* _What to do_:
Find each line below containing the word "black" and copy it.

* _Study material_:
--- START ---

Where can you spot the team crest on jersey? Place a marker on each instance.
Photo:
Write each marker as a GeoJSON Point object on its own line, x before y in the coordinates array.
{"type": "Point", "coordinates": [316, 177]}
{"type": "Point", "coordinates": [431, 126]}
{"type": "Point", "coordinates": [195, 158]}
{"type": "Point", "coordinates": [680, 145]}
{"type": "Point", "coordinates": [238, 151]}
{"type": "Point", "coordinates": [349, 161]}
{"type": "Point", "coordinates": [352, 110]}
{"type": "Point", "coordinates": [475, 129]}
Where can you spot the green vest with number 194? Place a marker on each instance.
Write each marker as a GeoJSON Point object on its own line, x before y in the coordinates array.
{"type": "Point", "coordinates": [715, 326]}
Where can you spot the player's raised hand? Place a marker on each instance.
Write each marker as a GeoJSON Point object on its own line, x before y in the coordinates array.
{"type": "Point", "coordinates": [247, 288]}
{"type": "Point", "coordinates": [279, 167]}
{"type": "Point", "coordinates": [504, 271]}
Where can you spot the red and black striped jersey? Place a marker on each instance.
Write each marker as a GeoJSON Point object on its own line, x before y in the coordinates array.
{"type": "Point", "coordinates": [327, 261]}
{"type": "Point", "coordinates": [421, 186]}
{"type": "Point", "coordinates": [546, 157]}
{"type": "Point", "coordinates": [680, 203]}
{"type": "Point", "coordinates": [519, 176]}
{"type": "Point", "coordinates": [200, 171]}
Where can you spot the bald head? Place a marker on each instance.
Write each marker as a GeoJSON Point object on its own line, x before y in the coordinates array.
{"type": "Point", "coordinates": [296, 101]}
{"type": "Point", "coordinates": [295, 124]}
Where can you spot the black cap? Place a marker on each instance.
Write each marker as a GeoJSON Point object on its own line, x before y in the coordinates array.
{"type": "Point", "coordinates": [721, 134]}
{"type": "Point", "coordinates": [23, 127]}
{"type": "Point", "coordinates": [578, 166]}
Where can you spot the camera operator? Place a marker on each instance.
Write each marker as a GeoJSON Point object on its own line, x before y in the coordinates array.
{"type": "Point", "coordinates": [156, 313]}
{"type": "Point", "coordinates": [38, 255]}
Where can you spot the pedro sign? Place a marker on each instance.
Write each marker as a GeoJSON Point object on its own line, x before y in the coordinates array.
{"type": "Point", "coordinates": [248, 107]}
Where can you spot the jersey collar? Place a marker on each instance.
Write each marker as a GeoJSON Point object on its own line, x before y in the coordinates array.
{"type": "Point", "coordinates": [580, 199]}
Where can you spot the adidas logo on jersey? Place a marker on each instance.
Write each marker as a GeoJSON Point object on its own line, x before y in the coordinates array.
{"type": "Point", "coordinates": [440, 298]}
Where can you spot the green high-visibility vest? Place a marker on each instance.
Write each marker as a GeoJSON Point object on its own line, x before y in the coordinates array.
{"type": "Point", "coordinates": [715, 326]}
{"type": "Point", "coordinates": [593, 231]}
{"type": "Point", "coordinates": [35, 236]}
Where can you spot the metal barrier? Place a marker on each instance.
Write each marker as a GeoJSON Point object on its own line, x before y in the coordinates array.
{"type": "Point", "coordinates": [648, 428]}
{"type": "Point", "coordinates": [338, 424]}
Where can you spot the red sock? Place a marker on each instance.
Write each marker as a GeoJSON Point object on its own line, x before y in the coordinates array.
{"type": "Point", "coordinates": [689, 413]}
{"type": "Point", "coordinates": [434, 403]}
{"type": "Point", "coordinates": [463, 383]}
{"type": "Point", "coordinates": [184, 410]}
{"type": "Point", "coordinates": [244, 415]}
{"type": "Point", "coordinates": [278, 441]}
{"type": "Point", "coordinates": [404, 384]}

--- END ---

* _Response to the exercise_:
Where can you spot the red and black striped jersey? Place a marker on each instance.
Where can you spot the black cap? Place a marker on each instance.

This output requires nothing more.